▶ _EXERCISE GOAL_
If a line in the listing below contains "white", return that line.
[Opening AVAILABLE DATA section]
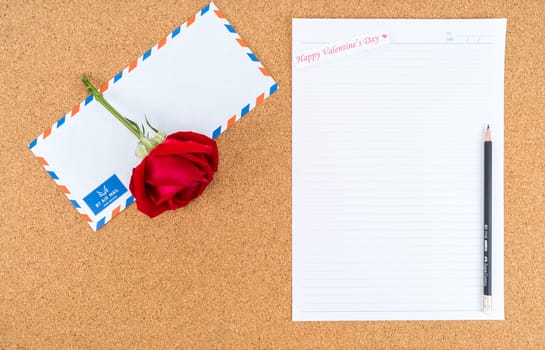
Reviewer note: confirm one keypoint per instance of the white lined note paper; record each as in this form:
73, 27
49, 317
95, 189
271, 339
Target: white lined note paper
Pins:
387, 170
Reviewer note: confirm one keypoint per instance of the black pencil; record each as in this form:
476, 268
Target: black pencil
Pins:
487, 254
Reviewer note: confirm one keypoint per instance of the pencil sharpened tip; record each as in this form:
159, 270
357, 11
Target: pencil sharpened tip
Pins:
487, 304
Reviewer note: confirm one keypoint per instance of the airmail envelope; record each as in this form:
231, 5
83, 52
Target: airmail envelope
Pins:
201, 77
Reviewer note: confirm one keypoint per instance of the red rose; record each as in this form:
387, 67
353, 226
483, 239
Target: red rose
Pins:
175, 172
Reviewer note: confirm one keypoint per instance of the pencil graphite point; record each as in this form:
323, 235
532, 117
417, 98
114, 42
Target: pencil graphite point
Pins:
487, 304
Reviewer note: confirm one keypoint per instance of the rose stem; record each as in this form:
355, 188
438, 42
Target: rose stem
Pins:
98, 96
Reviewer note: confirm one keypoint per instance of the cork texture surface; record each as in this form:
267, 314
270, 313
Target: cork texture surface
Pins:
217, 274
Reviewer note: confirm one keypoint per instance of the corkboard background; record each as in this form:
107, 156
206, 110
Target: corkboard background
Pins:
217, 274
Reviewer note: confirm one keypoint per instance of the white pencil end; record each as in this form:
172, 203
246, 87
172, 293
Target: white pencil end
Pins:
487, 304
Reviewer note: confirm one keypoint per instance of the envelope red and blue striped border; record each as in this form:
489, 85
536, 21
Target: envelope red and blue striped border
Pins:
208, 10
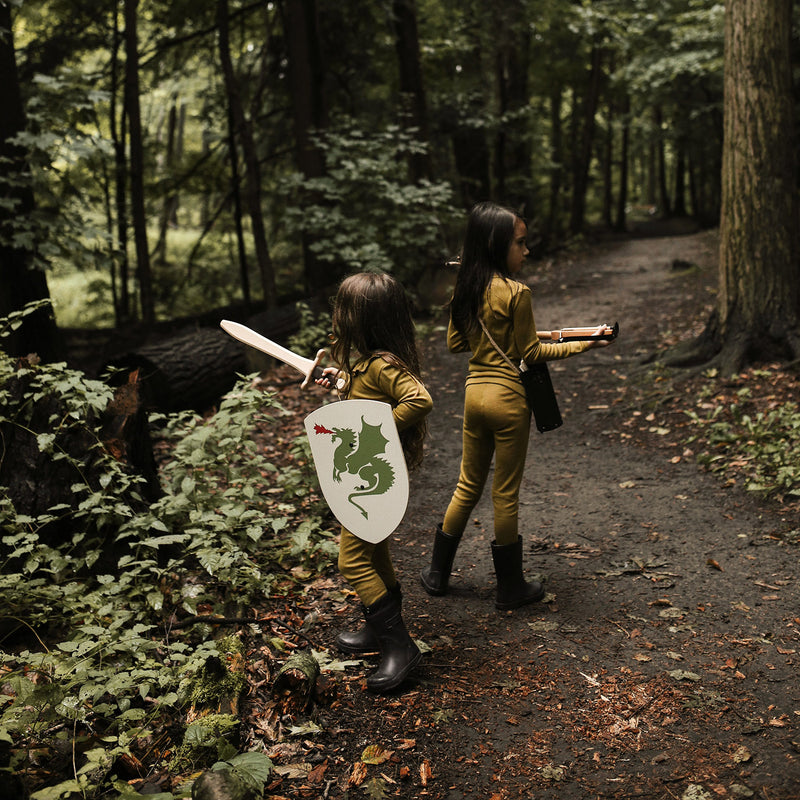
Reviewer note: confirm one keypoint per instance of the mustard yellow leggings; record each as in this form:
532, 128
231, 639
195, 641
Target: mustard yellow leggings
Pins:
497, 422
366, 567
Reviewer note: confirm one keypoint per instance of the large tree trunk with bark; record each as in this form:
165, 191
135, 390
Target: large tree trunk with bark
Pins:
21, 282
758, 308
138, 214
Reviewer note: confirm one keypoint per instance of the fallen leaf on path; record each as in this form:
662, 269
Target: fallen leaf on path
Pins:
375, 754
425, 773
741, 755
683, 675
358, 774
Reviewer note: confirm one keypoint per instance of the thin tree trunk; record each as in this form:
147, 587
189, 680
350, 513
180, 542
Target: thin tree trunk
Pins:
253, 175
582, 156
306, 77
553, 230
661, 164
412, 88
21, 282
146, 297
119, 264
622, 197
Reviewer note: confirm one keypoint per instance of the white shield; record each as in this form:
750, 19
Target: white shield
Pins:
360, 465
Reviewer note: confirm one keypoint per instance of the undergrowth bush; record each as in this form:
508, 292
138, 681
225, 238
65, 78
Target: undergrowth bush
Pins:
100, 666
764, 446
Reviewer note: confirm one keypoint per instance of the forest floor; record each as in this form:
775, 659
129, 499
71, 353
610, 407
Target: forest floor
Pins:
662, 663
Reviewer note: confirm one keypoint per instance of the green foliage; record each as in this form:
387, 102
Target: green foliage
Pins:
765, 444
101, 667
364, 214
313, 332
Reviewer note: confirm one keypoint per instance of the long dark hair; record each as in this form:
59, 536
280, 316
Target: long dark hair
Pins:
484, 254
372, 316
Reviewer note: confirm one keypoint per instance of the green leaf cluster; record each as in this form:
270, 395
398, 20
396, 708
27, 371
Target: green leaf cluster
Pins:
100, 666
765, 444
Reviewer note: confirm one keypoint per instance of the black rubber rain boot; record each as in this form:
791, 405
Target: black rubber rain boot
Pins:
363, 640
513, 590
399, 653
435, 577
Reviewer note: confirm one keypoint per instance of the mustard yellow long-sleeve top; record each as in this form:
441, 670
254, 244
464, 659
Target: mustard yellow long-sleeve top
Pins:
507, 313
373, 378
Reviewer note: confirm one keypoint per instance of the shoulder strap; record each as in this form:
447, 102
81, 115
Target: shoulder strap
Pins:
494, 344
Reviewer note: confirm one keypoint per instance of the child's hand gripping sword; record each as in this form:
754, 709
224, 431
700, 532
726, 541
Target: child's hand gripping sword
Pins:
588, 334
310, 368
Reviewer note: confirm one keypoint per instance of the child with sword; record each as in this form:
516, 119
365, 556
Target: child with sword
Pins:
[Closing AVAILABLE DATA section]
▶ _TASK ANSWER_
Reviewer note: confirm one keypoint per instance of the white lined note paper; record each as in this form:
Target: white lined note paper
Reviewer note: confirm one keypoint per instance of the white pencil end; record each as in this form:
Target: white pencil end
Reviewer note: confirm one keypoint per instance of the white shield; record each as in this form:
Target: white shield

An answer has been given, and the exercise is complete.